------ Text for analysis ------

27. The method of claim 1, wherein the subject is a mammal.

28. The method of claim 27, wherein the mammal is a human.

29. A method of treating glaucoma in a subject in need thereof comprising injecting a non-pharmacologically active formulation or placing a non-pharmacologically active solid implant into the suprachoroidal space (SCS) or the supraciliary space of the eye of the subject.

30. The method of claim 29, wherein the non-pharmacologically active formulation comprises a fluid injectate or a gel injectate.

31. The method of claim 30, wherein the fluid injectate increases aqueous outflow pathways of the eye.

32. The method of claim 31, wherein the aqueous outflow pathways of the eye are the trabecular meshwork (TM) outflow pathway and the uveoscleral outflow pathway.

33. The method of claim 31, wherein the injectate is water, an emulsion, or a hyaluronic acid based gel.

34. The method of claim 33, wherein the formulation has a volume of from about 10 μL to about 500 μL.

35. The method of claim 29, wherein the method reduces intraocular pressure (IOP) in the eye of the subject.

36. The method of claim 29, wherein the method improves drainage of the canal or uvea.

37. The method of claim 29, wherein the method reduces fluid production by the ciliary body (CB).

38. The method of claim 29, wherein the method increases outflow through the trabecular meshwork (TM) outflow pathway and/or increases outflow through the uveoscleral outflow pathway.

39. The method of claim 38, wherein the method increases outflow through both the TM and the uveoscleral outflow pathways.

40. The method of claim 38, wherein the method increases outflow by flushing the system and/or affecting the ciliary body (CB), and/or by causing ocular tissues to become more porous.

41. The method of claim 29, wherein the method causes mechanical deformation of the TM.

42. The method of claim 29, wherein the formulation or implant creates an apparent an arc-shape in the SCS or the supraciliary space.

43. The method of claim 29, wherein the method comprises multiple injections of the formulation into the SCS or the supraciliary space, and wherein the multiple injections create an apparent arc-shape in the SCS or the supraciliary space.

44. The method of claim 29, further comprising an additional procedure for reducing IOP in the eye of the subject.

45. The method of claim 44, wherein the additional procedure is a surgery or the administration of a drug.

46. The method of claim 45, wherein the drug is administered to the subject via an ocular route of administration.

47. The method of claim 45, wherein the drug is present in a pharmacologically active injectable formulation.

48. The method of claim 45, wherein the drug is selected from the group consisting of cholinergic agents, latrunculins, ROCK inhibitors, prostaglandin analogues, α-adrenic receptor agonists, β-adrenergic receptor blockers, prostaglandin EP2 agonists, nitric oxide-donating prostaglandin F2α analogs, phosphylene iodide, and echothiopate iodide.

49. The method of claim 45, wherein the drug is selected from the group consisting of Dorzolamide/Timolol (Cospot), Carteolol, Bimatoprost (Lumigan), Latanoprost (Xalatan), Brimonidine, Betaxolol (Betoptic), Travoprost, Dorzolamide (Trusopt), Timolol (Betimol), Pilocarpine, Brinzolamide (Azopt), Iopidine, Alphagan P, Betagan, OptiPranolol, Istalol, Timoptic-XE, Neptazane, Diamox Sequels, Isopto Carpine, Isopto Carbachol, Pilopine HS gel, Pilocarpine CL ophthalmic solution USP, Combigan, Simbrinza suspension, Travatan Z, Lumigan, Zioptan, and Xalatan.

------

Task item A:
In the patent claims, what volume range can the formulation have?
Task item B:
Please reproduce the patent claims from "38. The method" up to and including "an arc-shape in the SCS or the supraciliary space.".

------ Data ------

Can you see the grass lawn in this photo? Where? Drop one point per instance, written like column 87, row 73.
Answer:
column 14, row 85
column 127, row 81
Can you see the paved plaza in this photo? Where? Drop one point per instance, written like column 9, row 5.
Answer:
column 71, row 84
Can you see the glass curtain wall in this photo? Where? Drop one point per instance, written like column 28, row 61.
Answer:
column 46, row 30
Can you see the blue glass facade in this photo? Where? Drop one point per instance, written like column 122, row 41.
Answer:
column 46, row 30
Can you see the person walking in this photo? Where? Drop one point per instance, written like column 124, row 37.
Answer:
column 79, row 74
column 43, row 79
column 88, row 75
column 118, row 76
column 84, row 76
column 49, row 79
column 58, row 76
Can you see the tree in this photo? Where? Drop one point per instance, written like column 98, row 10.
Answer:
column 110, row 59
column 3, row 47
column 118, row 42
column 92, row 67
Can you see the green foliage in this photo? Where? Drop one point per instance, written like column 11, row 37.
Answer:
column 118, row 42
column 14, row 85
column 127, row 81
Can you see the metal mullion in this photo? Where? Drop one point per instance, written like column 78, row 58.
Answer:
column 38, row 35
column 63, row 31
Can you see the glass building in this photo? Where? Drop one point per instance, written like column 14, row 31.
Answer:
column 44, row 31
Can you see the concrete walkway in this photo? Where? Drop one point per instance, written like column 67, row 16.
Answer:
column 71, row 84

------
------ Data ------

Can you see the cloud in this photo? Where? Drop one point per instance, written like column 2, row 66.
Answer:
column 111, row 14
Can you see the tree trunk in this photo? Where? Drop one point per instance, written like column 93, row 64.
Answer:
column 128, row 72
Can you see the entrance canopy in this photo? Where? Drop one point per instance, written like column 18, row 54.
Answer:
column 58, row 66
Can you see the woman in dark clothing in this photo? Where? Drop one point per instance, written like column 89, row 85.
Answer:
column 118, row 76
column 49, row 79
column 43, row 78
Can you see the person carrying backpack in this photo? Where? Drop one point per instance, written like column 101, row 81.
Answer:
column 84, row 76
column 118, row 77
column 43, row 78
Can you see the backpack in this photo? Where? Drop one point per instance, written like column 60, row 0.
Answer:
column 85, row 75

------

Response A:
From about 10 μL to about 500 μL.

Response B:
38. The method of claim 29, wherein the method increases outflow through the trabecular meshwork (TM) outflow pathway and/or increases outflow through the uveoscleral outflow pathway.

39. The method of claim 38, wherein the method increases outflow through both the TM and the uveoscleral outflow pathways.

40. The method of claim 38, wherein the method increases outflow by flushing the system and/or affecting the ciliary body (CB), and/or by causing ocular tissues to become more porous.

41. The method of claim 29, wherein the method causes mechanical deformation of the TM.

42. The method of claim 29, wherein the formulation or implant creates an apparent an arc-shape in the SCS or the supraciliary space.